Method of and apparatus for processing corn grains for production of ethanol

Abstract

A processing method and an apparatus for producing ethanol that reduces the number of separation steps to the maximum extent possible and simplifies the production configuration while enabling the grits, pericarp and germ to be extracted with ease. The method includes a tempering step of wetting corn grains with a certain amount of water, a dehulling step of dehulling the corn grains while maintaining their shape without breaking the wetted grains, a pulverization step of pulverizing the dehulled corn grains into pieces, a separation step of separating grits and bran from the broken pieces, and a milling step of further milling the separated grits.

Description

BRIEF DESCRIPTION OF THE DRAWINGS

FIG. 1 is a flow chart illustrating a method for processing corn to produce ethanol according to the present invention;

FIG. 2 is a schematic vertical sectional view of a beater-type impact dehuller; and

FIG. 3 is a sectional view along a line a-a′ shown in FIG. 2;

FIG. 4 is a perspective view of a long peeler; and

FIG. 5 is a schematic vertical sectional view of a friction-type dehuller.

DETAILED DESCRIPTION

FIG. 1 is a flow chart illustrating a method for processing corn to produce ethanol according to the present invention.

▸ AIM OF THE TASK
According to the text on processing corn for ethanol, what happens to the corn grains in the tempering step?

▸ MATERIAL PROVIDED
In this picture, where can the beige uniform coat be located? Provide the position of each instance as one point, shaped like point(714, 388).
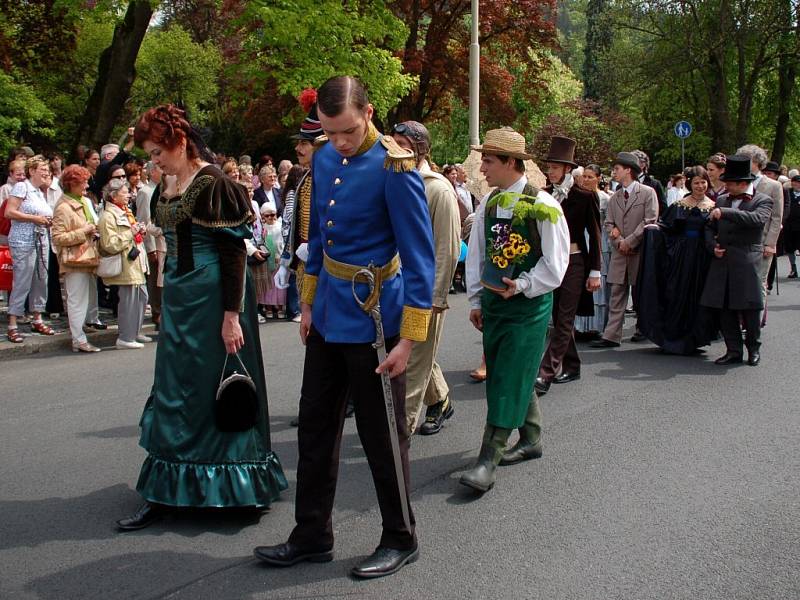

▸ SOLVED PROBLEM
They are wetted with a certain amount of water.